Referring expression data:
::::::::::

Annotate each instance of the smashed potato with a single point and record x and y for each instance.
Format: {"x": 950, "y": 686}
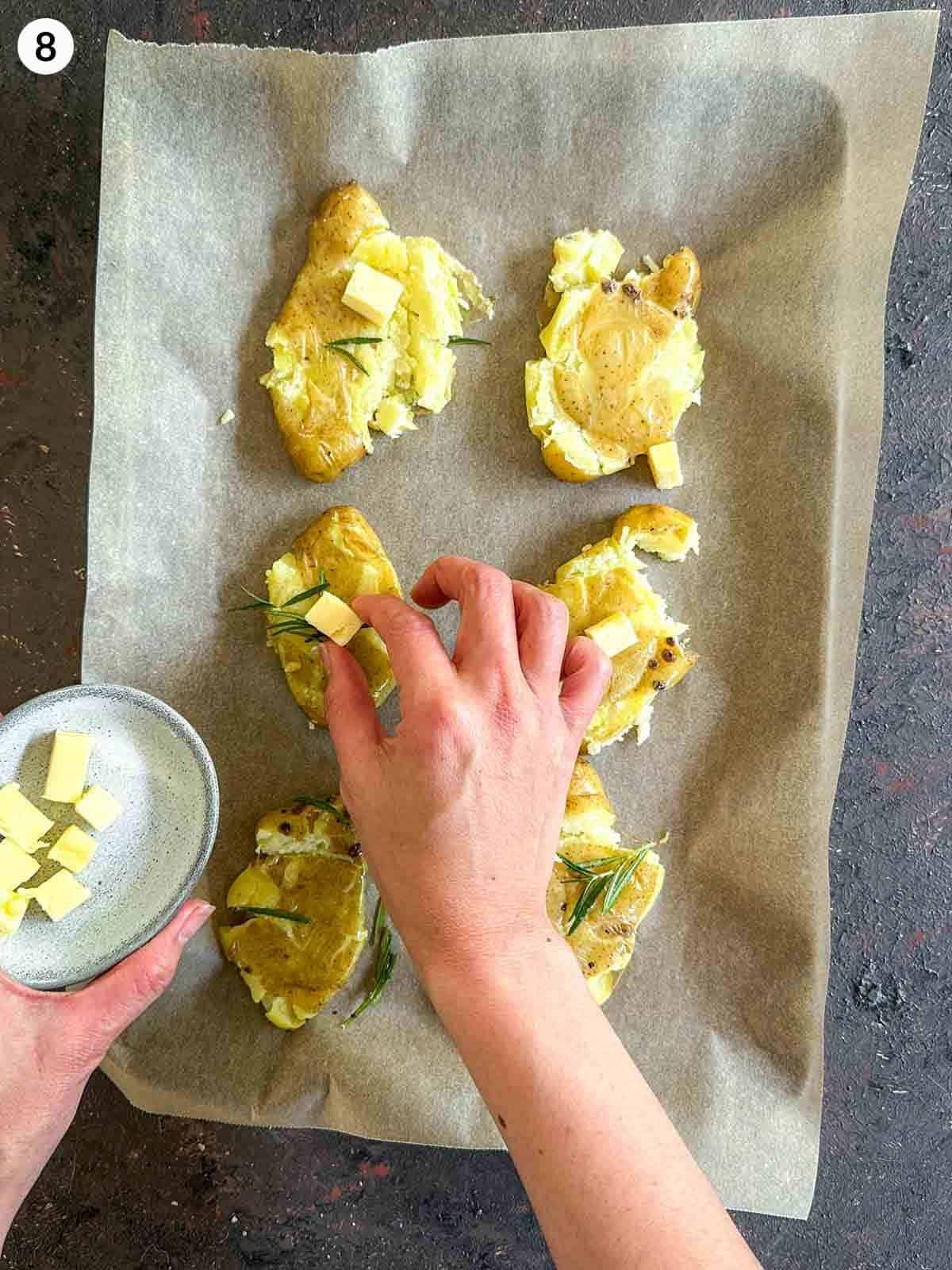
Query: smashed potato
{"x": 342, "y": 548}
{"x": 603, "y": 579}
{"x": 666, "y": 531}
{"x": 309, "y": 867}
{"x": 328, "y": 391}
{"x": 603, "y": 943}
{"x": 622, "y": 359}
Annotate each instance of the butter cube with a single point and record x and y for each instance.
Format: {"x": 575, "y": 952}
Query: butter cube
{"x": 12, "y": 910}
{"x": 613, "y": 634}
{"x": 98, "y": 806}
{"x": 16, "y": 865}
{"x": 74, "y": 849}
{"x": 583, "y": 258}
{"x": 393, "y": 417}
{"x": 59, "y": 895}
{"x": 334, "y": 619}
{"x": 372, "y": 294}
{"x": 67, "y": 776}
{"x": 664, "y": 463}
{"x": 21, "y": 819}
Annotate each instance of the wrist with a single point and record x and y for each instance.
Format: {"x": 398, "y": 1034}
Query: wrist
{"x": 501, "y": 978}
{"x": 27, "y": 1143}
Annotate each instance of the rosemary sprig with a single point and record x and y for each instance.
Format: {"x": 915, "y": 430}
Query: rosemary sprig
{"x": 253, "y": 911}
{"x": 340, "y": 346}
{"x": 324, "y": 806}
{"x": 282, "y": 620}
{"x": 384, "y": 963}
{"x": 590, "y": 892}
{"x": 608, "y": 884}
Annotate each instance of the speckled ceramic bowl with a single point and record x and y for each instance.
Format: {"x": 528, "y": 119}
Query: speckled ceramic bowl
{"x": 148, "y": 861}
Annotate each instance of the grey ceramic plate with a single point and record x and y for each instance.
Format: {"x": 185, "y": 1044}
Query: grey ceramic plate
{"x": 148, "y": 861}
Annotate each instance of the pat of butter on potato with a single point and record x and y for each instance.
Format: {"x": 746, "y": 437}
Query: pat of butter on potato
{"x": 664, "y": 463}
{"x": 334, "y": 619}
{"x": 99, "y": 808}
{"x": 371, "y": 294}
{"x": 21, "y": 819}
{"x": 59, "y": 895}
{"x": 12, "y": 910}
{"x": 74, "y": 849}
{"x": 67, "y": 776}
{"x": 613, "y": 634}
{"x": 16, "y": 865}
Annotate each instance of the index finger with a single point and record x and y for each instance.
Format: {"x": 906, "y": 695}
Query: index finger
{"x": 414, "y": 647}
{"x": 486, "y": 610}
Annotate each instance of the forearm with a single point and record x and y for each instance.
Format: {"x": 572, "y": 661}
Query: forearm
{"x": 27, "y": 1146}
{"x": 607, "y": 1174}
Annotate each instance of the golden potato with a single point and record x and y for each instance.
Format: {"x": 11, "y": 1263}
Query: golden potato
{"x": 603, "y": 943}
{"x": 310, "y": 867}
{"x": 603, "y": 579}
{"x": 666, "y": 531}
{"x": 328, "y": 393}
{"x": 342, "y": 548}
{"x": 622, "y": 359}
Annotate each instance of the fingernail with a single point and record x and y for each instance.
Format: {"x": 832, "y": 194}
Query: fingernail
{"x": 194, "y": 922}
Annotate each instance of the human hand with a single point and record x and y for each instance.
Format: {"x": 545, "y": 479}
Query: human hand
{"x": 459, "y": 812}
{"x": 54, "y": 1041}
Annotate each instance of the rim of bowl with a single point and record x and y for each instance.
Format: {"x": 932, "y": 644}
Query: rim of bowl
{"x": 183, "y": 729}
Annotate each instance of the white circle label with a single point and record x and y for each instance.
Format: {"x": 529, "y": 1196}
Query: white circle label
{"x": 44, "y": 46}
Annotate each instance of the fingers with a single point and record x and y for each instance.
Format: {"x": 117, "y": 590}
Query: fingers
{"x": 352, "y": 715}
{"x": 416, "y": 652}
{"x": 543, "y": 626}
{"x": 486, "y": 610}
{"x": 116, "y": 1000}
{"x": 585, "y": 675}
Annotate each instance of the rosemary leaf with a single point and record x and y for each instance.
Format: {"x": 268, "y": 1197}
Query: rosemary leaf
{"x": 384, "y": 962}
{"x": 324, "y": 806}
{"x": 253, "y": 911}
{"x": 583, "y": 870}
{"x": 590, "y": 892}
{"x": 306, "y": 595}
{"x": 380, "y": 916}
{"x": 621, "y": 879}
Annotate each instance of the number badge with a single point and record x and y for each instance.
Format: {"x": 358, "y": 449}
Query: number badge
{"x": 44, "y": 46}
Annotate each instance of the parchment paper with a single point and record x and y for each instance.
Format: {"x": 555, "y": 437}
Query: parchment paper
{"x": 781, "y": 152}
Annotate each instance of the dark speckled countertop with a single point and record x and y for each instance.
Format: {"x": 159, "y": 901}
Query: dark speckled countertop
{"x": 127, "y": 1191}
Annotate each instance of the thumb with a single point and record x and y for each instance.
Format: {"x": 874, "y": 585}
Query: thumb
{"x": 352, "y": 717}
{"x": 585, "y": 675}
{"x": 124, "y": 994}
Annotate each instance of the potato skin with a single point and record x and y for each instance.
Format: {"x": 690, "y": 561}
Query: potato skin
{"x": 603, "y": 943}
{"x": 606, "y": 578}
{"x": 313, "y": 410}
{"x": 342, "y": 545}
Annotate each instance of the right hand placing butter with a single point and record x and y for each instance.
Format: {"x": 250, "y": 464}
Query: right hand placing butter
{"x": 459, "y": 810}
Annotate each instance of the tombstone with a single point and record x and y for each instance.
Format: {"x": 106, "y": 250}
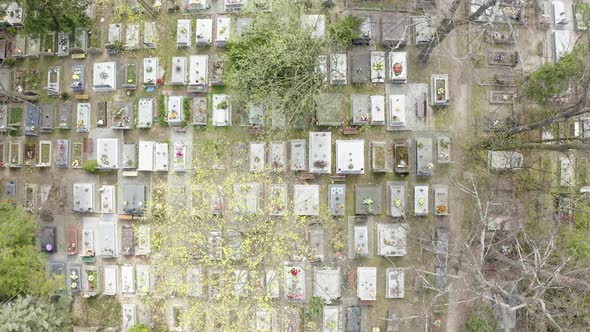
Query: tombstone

::::::::::

• [Work to be completed]
Copy the lines from the entries above in which the word "tombstone" appears.

• [Expected output]
Annotate each instance of the tombstone with a single point and record x and y for each instance.
Query: tombstone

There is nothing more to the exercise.